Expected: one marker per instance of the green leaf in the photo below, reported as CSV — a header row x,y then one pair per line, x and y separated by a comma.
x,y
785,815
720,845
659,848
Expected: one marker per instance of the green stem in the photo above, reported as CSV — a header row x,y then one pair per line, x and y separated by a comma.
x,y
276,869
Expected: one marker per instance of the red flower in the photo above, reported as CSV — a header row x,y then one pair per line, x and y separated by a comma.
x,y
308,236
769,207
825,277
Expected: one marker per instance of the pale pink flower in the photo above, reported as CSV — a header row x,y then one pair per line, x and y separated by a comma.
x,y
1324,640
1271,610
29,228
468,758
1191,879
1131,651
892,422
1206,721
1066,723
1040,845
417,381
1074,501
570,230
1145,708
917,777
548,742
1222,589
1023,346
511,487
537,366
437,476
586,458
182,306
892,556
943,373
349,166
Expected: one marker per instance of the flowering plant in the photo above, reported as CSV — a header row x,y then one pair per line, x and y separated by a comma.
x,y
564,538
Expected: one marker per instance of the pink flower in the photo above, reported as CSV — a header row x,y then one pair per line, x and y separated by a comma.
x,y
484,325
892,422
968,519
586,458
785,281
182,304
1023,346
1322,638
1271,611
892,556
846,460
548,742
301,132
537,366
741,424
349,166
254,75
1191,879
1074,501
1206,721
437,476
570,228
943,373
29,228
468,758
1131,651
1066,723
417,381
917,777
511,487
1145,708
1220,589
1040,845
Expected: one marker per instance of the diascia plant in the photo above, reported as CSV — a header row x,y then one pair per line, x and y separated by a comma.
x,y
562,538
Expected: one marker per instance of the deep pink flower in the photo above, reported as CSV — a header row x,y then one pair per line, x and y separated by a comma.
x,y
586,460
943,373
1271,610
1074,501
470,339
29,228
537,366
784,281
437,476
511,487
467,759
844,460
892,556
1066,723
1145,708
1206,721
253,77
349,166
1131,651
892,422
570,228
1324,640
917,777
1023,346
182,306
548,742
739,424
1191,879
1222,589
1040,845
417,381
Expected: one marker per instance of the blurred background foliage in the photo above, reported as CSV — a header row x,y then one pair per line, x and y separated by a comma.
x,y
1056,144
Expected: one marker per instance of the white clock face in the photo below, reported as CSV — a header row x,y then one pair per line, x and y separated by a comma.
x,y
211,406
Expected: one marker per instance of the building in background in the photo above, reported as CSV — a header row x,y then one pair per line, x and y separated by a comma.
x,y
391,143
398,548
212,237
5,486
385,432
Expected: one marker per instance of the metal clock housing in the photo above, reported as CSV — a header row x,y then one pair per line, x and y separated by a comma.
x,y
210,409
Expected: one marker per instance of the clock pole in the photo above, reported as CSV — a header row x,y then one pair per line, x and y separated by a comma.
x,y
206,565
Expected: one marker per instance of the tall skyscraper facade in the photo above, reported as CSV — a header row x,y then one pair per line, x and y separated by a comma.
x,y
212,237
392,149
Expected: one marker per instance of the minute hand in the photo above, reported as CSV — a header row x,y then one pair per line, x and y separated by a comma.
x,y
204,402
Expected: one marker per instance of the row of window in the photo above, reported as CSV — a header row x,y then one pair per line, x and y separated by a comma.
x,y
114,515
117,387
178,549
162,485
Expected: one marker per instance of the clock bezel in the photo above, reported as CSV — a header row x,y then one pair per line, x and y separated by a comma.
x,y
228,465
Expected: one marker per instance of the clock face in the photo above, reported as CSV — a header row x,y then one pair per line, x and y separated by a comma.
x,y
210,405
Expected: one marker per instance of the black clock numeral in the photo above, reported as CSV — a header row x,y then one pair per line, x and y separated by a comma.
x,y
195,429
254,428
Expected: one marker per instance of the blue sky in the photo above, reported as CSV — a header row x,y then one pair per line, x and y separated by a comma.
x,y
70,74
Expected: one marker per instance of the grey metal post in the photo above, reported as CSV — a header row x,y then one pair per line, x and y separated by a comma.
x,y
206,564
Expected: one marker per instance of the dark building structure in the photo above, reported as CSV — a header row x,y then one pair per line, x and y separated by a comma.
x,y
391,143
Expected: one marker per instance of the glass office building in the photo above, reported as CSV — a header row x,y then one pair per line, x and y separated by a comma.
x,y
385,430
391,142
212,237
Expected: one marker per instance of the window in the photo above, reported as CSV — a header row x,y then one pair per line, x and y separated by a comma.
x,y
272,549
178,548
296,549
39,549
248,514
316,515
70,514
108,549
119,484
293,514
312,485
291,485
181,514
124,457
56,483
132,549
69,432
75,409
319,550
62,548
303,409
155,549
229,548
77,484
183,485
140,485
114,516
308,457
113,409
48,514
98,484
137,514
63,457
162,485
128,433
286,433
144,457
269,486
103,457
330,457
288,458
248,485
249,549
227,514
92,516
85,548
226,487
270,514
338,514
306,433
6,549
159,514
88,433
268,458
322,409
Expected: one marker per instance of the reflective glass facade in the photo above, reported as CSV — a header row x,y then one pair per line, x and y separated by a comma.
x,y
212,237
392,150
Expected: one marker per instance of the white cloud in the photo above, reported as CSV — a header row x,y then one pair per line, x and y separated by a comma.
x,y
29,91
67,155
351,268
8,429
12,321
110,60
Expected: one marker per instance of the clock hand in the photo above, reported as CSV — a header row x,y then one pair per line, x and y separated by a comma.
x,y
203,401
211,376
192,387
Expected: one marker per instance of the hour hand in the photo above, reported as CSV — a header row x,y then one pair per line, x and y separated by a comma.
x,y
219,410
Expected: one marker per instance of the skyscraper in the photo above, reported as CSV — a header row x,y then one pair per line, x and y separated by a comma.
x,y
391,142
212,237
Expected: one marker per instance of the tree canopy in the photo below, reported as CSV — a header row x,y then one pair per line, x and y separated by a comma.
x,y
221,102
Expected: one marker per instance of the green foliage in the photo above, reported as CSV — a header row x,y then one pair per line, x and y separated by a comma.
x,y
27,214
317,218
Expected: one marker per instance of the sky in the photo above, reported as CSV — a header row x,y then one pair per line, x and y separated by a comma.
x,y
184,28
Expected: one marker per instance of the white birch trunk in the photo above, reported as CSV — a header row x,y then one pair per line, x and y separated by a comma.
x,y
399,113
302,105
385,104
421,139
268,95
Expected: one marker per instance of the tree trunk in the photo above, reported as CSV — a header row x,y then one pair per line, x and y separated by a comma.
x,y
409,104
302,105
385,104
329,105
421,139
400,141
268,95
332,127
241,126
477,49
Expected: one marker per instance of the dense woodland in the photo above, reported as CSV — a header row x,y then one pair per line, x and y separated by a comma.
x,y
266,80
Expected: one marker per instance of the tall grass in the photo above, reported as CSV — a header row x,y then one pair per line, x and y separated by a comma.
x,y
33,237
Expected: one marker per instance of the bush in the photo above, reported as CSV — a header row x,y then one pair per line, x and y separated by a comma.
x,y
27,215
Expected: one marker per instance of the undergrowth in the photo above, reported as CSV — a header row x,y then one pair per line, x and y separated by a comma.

+===+

Give again only the lines starting at the one that contains "Expected: one marker per instance of the green foliage" and running to the end of the data.

Written solution:
Expected: one marker per instance of the green foliage in the photo above, reported as CSV — a header row x,y then one pair per line, x and y separated by a comma.
x,y
27,214
317,218
Expected: one marker per instance of the sky in the photo above, reported as CSV — a header row x,y then one pair per line, x and y separated by a comma.
x,y
184,28
Expected: one marker per instance of the white birch trunk in the photo above, reported as CSV — a header row x,y then one pair per line, x and y separated by a comma.
x,y
399,113
302,105
385,104
421,139
268,95
Expected: one marker per instance of the tree trunk in the photo above, reported as CSV — a header row x,y then one pair per line, x and y separated by a comma.
x,y
409,104
302,105
385,104
329,105
421,139
400,141
268,95
332,127
241,126
477,49
Expected: one marker per instance of the dense woodland in the photo above, reported as CSV — a header row x,y then one pair per line, x and y separated by a comma.
x,y
266,80
Expected: one marker per instance of the tall grass in the photo above, reported as CSV — a header row x,y then one pair per line, x and y separated by a comma.
x,y
33,237
Expected: one marker per instance of the bush in the photo above, reported as CSV — a header row x,y then one pair per line, x and y separated by a comma.
x,y
27,215
Expected: one marker per instance of the undergrowth in the photo above, reported as CSV — a header row x,y then one pair per line, x and y separated by a comma.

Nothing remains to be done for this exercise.